(Page extract)
::::::::::
AUD firms after Q2 CPI was stronger than expected
The Australian dollar (AUD) rose by 50 pips to 0.7565 after Australia’s inflation in the second quarter was stronger than expected. The RBA’s preferred measure of inflation held steady at 1.7%yoy versus market expectations of 1.5%. The main contributor to the rise is medical and hospital services. Non-tradable inflation rose 1.6% yoy, the third consecutive quarter of decline which is the lowest level since the second quarter of 1999. Tradable inflation recorded no movement at 0% over the last twelve months.
FX-Flash-Q2-CPI-not-a-game-changer-27-July-2016.pdf (72 KB)
Further RBA easing in August still likely
We maintain our view that the Reserve Bank of Australia (RBA) is likely to cut the Official Cash Rate by 25bp to 1.5% at the next monetary policy meeting on 2 August. Despite the recent decline in the AUD, it remains 2% stronger against currencies of Australia’s main trading partners since the RBA’s last monetary policy meeting on 7 June. The strength in the AUD TWI, if sustained, is likely to push tradable inflation lower and weigh on service exports, which is highly sensitive to movements in the exchange rate. Slower house price gains and subdued wage growth are also likely to weigh on non-tradable inflation. As financial markets are pricing in only about 50% probability (down from 60% before the CPI numbers) that the RBA will ease next month, a weaker AUD is likely as speculative long AUD positions are liquidated. The AUD has failed to close above 0.7650 since late June. We favour fading any recovery in the AUD for downside target of around 0.72 in the coming months.
::::::::::
(What this exercise asks)
a) Which inflation measures does the note on Australia's second-quarter CPI report, and what year-on-year rate does it give for each?
b) How would you sum up the note on the Australian dollar and RBA easing in two sentences?

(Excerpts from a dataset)
::::::::::
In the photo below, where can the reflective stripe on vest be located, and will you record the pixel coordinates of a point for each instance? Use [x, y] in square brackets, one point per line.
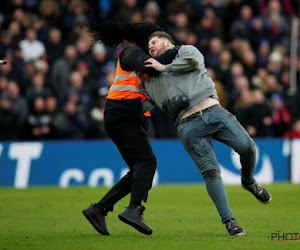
[126, 85]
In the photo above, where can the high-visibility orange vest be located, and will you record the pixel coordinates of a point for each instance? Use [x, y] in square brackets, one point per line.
[125, 86]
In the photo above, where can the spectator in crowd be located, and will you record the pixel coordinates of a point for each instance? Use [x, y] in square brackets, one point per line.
[32, 48]
[19, 104]
[255, 34]
[8, 119]
[71, 123]
[61, 70]
[54, 45]
[77, 88]
[214, 50]
[37, 88]
[258, 116]
[281, 118]
[51, 109]
[295, 130]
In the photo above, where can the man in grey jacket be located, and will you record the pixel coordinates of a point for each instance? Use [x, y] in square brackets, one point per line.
[184, 92]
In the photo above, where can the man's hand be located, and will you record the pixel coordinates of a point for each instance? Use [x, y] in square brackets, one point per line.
[151, 62]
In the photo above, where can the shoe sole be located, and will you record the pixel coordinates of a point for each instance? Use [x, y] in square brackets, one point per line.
[137, 227]
[239, 234]
[99, 230]
[268, 201]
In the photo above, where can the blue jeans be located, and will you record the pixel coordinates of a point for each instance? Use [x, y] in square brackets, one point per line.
[217, 123]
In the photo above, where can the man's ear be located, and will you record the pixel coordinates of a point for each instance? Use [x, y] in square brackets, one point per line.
[168, 43]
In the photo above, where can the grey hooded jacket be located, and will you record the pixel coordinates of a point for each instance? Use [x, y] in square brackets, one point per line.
[183, 85]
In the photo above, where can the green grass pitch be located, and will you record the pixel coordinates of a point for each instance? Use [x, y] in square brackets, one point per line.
[182, 217]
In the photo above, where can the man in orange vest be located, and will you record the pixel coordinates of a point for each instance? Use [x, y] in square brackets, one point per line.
[125, 125]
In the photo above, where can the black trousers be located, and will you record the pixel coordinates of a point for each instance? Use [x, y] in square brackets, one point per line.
[126, 129]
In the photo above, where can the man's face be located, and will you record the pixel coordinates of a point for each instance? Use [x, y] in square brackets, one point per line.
[157, 46]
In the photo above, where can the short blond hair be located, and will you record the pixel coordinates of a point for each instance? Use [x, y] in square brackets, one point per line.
[161, 34]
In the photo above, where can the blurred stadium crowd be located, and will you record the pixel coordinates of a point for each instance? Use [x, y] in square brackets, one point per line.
[56, 79]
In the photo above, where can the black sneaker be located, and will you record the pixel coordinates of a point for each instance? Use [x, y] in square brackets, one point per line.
[234, 229]
[132, 215]
[96, 217]
[259, 192]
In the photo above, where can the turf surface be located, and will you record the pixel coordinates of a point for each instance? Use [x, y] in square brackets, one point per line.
[182, 217]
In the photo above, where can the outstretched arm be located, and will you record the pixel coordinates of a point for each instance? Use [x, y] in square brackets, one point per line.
[189, 58]
[133, 58]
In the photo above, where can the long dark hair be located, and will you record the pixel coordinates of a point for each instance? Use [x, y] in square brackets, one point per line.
[112, 32]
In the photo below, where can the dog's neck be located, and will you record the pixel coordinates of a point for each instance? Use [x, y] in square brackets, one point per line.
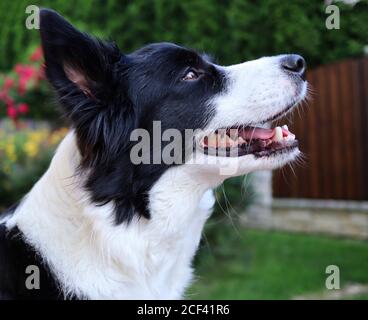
[94, 258]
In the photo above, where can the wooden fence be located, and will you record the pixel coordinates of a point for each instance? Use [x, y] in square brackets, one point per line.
[333, 134]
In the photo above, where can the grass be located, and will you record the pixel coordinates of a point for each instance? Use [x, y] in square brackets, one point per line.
[248, 264]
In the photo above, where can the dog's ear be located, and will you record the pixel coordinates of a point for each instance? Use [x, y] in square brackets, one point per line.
[73, 58]
[83, 71]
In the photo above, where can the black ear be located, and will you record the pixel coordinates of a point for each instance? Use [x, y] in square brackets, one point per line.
[75, 58]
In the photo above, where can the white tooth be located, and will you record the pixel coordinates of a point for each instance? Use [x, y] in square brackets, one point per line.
[212, 140]
[278, 134]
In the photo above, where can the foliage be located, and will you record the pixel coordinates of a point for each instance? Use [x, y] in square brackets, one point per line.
[248, 264]
[24, 156]
[18, 85]
[232, 30]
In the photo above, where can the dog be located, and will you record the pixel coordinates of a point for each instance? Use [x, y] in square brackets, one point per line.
[99, 226]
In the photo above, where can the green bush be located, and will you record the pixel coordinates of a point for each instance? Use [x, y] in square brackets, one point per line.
[24, 157]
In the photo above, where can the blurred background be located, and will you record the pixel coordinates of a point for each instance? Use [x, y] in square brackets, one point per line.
[272, 236]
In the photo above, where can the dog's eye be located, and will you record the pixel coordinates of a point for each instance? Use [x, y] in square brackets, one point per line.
[190, 76]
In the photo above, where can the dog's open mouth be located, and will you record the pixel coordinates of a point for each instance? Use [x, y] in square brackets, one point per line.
[261, 142]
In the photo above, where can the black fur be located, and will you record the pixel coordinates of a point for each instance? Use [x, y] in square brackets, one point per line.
[124, 92]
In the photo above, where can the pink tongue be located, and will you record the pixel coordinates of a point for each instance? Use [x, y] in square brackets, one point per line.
[256, 133]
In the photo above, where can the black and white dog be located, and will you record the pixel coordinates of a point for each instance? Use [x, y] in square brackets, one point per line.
[99, 226]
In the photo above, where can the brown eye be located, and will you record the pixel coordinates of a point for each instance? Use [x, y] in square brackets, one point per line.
[190, 76]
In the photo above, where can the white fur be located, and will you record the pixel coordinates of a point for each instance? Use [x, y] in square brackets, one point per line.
[147, 259]
[258, 89]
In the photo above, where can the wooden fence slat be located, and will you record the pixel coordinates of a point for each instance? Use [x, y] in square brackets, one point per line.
[333, 132]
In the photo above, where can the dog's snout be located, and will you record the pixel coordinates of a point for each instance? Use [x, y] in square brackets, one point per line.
[294, 63]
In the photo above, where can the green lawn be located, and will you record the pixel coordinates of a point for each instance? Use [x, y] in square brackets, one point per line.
[248, 264]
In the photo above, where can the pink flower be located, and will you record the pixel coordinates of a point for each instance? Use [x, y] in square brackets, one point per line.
[23, 108]
[22, 86]
[37, 54]
[8, 83]
[3, 95]
[12, 112]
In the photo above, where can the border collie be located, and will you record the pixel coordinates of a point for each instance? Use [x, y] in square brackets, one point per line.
[99, 226]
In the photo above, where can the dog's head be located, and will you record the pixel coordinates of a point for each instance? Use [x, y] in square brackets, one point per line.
[107, 95]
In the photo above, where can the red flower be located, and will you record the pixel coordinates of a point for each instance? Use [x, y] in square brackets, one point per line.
[23, 108]
[37, 54]
[22, 86]
[12, 112]
[3, 95]
[8, 83]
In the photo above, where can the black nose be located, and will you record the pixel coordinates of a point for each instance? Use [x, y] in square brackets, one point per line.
[294, 63]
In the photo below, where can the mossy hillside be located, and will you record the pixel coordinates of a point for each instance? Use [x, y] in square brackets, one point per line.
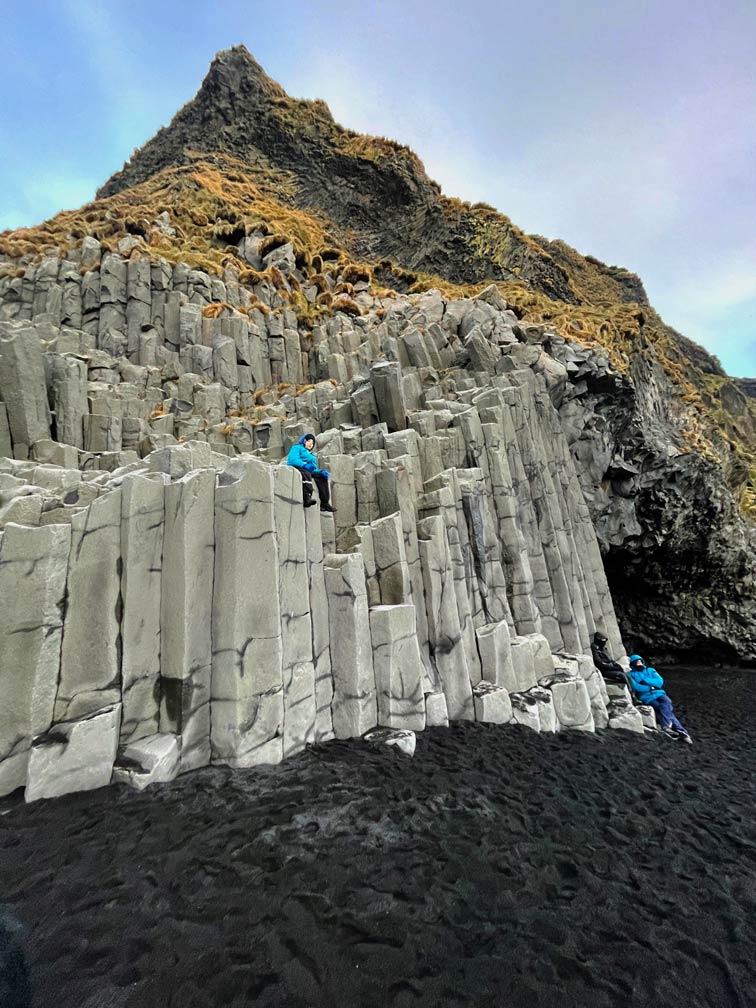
[217, 201]
[244, 158]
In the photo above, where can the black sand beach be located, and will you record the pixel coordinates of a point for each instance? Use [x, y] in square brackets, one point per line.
[495, 868]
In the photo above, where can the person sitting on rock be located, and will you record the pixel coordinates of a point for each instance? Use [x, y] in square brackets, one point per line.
[611, 670]
[301, 457]
[648, 685]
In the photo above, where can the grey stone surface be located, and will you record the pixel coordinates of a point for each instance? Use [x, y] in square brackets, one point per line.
[78, 756]
[445, 629]
[185, 615]
[398, 668]
[492, 703]
[247, 685]
[150, 760]
[23, 386]
[142, 523]
[90, 662]
[355, 705]
[33, 568]
[296, 626]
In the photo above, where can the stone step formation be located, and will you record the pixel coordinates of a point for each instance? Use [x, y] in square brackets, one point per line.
[167, 601]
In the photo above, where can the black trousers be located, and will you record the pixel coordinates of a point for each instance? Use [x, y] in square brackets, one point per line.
[322, 482]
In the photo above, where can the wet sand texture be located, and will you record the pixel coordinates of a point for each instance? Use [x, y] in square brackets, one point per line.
[497, 867]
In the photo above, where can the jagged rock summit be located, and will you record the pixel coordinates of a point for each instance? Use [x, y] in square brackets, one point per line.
[171, 604]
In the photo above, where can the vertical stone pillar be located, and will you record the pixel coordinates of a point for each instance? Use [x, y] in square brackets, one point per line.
[514, 552]
[296, 626]
[247, 708]
[445, 631]
[185, 613]
[396, 493]
[319, 611]
[385, 377]
[33, 568]
[91, 658]
[23, 387]
[69, 386]
[354, 709]
[142, 522]
[390, 561]
[398, 669]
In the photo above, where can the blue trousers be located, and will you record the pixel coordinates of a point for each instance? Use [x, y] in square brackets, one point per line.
[665, 713]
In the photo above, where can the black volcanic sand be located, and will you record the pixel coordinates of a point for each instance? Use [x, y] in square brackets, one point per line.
[496, 868]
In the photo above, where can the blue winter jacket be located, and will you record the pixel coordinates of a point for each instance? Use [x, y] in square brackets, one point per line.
[646, 682]
[300, 457]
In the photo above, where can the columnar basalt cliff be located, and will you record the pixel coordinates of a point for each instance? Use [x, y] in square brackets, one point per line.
[253, 274]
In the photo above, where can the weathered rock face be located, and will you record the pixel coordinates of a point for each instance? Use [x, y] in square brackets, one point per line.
[173, 605]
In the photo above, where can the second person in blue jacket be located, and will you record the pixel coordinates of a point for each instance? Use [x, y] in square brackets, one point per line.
[301, 457]
[648, 685]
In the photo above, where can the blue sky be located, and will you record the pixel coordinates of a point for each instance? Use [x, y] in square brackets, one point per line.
[626, 129]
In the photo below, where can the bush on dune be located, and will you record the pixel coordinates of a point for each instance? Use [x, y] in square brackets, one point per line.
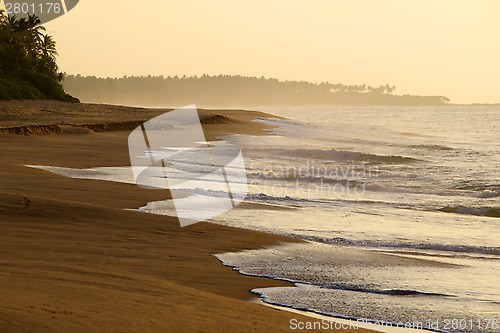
::::::::::
(Expected outputs)
a)
- The RBA's preferred measure of inflation: 1.7% yoy
- Non-tradable inflation: 1.6% yoy
- Tradable inflation: 0% over the last twelve months

b) The Australian dollar rose 50 pips to 0.7565 after second-quarter inflation came in stronger than expected, with the RBA's preferred measure holding at 1.7% yoy against market expectations of 1.5%. The authors still expect the RBA to cut the Official Cash Rate by 25bp to 1.5% on 2 August, and they favor fading any AUD recovery toward a downside target of around 0.72 in the coming months.